Material provided:
+--

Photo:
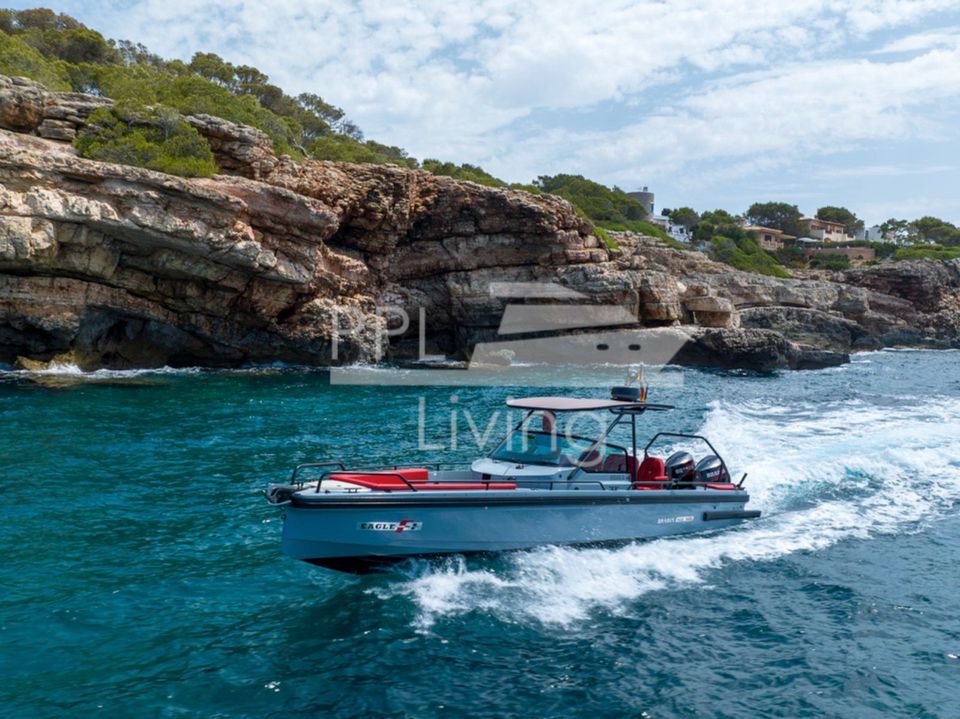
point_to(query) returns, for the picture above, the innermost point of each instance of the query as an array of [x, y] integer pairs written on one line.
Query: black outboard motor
[[680, 468], [711, 469]]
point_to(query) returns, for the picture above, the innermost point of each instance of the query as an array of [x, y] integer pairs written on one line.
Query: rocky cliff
[[273, 260]]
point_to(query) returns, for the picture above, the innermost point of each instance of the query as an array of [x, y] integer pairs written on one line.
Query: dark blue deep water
[[141, 574]]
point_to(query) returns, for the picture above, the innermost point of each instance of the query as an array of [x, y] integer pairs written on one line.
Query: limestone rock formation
[[326, 262]]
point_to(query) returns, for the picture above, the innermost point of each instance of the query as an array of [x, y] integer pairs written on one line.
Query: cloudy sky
[[712, 103]]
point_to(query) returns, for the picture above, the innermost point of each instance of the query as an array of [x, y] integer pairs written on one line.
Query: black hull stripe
[[745, 514], [635, 498]]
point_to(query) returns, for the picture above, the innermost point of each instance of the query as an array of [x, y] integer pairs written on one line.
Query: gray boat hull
[[362, 532]]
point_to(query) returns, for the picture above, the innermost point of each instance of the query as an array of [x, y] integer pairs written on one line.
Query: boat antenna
[[636, 376]]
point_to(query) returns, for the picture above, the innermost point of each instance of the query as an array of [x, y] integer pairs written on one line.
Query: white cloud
[[740, 84]]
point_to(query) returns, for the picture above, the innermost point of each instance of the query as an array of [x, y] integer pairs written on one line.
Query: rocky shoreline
[[113, 266]]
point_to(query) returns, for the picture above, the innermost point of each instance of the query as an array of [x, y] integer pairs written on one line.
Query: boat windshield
[[554, 449]]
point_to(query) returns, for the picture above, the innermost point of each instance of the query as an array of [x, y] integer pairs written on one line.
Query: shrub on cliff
[[18, 58], [471, 173], [343, 148], [607, 207], [743, 253], [156, 138]]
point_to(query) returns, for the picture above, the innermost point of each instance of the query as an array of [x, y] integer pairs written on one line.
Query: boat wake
[[821, 474]]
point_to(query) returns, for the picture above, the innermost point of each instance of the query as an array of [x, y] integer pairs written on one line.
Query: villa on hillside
[[769, 238], [675, 231], [825, 230]]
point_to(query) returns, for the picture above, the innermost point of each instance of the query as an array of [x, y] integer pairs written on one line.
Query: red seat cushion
[[651, 474]]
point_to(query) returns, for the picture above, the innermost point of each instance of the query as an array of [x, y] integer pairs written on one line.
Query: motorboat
[[541, 485]]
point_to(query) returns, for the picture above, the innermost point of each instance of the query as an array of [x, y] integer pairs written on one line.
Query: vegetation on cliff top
[[157, 139]]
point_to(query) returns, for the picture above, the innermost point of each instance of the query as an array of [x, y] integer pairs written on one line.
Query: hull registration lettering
[[404, 525]]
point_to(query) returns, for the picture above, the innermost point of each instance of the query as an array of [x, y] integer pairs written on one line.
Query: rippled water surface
[[141, 572]]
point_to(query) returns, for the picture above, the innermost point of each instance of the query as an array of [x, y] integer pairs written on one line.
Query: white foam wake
[[820, 473]]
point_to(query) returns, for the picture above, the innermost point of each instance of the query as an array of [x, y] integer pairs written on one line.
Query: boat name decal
[[404, 525]]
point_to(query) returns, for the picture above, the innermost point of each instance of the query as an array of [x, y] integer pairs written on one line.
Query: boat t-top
[[540, 486]]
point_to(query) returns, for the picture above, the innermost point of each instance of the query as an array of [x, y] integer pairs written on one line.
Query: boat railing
[[568, 482]]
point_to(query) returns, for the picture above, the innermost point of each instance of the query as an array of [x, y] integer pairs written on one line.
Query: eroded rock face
[[316, 262]]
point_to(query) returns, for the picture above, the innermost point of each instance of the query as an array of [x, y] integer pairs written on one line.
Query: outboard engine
[[711, 469], [680, 467]]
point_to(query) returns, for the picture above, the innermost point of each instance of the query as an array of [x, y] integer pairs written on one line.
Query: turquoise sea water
[[141, 573]]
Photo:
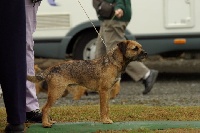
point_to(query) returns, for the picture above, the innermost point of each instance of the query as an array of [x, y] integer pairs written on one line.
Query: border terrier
[[101, 75], [76, 92], [43, 87]]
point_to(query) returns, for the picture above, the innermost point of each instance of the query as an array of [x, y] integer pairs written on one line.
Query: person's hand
[[119, 13]]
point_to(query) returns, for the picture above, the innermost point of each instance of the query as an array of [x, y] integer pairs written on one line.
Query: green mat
[[89, 127]]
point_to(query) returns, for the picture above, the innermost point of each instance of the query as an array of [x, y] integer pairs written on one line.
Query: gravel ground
[[169, 90], [178, 84]]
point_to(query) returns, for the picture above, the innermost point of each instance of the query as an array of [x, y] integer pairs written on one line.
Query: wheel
[[85, 46]]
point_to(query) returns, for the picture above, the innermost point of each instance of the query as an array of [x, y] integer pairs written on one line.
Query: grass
[[119, 113]]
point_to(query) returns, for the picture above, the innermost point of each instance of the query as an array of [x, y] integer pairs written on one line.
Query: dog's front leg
[[104, 106]]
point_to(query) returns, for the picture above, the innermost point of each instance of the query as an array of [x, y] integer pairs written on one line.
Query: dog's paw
[[107, 121], [52, 122]]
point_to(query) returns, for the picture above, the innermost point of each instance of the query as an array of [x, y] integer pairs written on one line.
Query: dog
[[76, 92], [101, 75]]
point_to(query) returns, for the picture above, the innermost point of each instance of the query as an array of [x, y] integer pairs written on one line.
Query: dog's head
[[132, 50]]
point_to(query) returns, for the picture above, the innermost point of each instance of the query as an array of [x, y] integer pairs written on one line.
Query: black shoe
[[149, 82], [14, 128], [34, 116]]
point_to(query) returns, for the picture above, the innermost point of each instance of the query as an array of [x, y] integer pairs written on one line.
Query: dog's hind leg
[[104, 106], [115, 90], [55, 91]]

+--

Requirement: Reproduce the listing from its start up to and including the line with "[[273, 260]]", substituting "central" for "innermost" and leaving everything else unchanged. Omit the pictures from your answer.

Solution for this problem:
Photo:
point_to(query) returns, for the picture above, the central point of each instance of the query as an array of [x, y] integer pairs written on one line.
Query: black outboard motor
[[680, 468], [711, 469]]
point_to(query) returns, for the picture above, the central point of each instance of the query as an array of [x, y] integer pairs written on one line.
Query: rocky cliff
[[273, 260]]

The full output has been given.